=== Task to carry out ===
Among the entries that follow, find every line with the word "below" and list it.

Segment Start: Exercise inputs

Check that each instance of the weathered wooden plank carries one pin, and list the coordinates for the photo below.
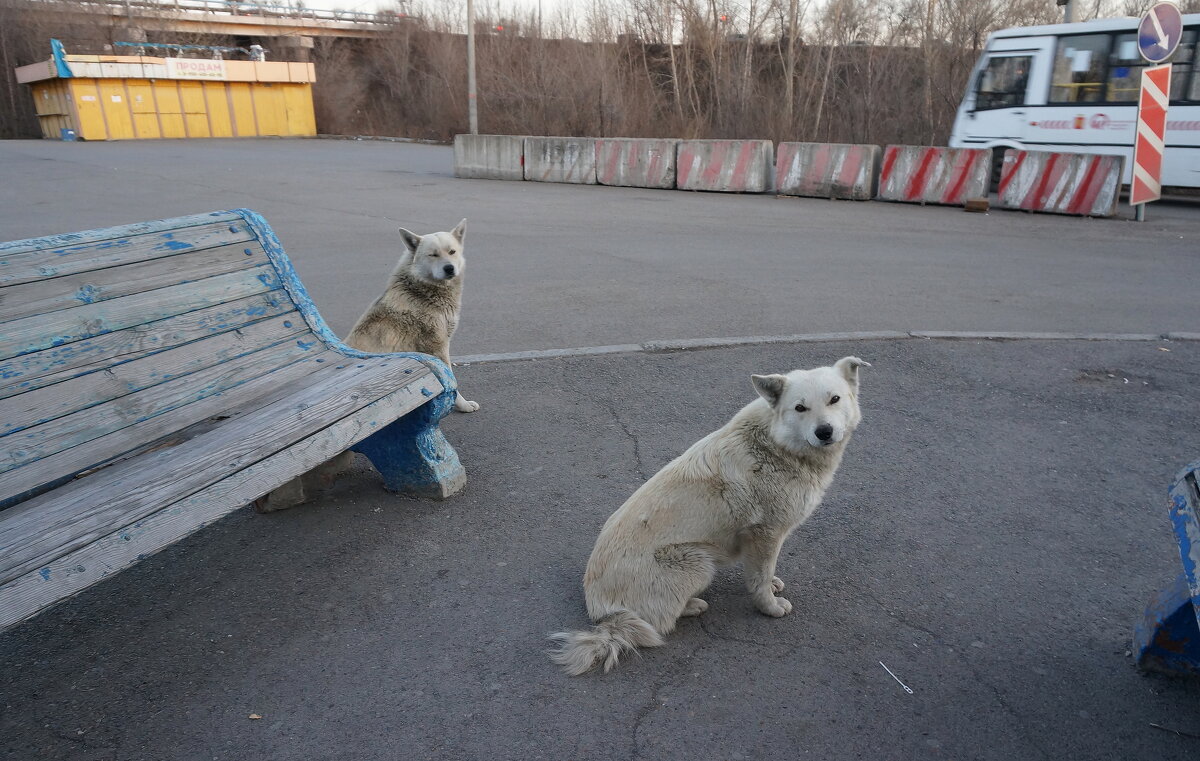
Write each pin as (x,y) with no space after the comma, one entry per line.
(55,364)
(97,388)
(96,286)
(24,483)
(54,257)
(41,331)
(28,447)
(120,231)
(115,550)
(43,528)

Segment End: Exercise inputs
Segment Start: Exercise inputs

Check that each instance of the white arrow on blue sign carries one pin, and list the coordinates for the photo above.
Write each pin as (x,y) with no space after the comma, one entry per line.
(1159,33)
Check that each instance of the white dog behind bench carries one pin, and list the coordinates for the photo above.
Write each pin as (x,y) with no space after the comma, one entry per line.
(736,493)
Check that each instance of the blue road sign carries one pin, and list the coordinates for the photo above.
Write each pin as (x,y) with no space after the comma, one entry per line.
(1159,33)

Segment End: Exercise inputs
Segment Start: Exercise inputs

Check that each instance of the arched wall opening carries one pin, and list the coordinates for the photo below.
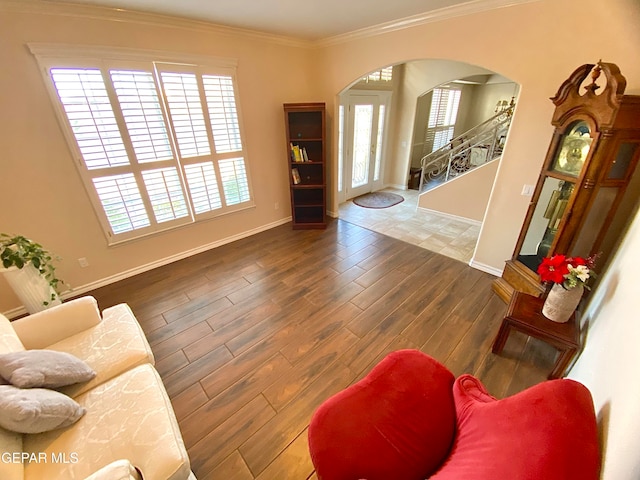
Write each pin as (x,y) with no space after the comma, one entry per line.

Segment End: Exercise inputs

=== Result ===
Check that each instance of the weathered wooden plank carries one pin, and list the coordinates for the photo below.
Check that each instance of the arched wall opening carries one pin, and list the coordinates for the photo below.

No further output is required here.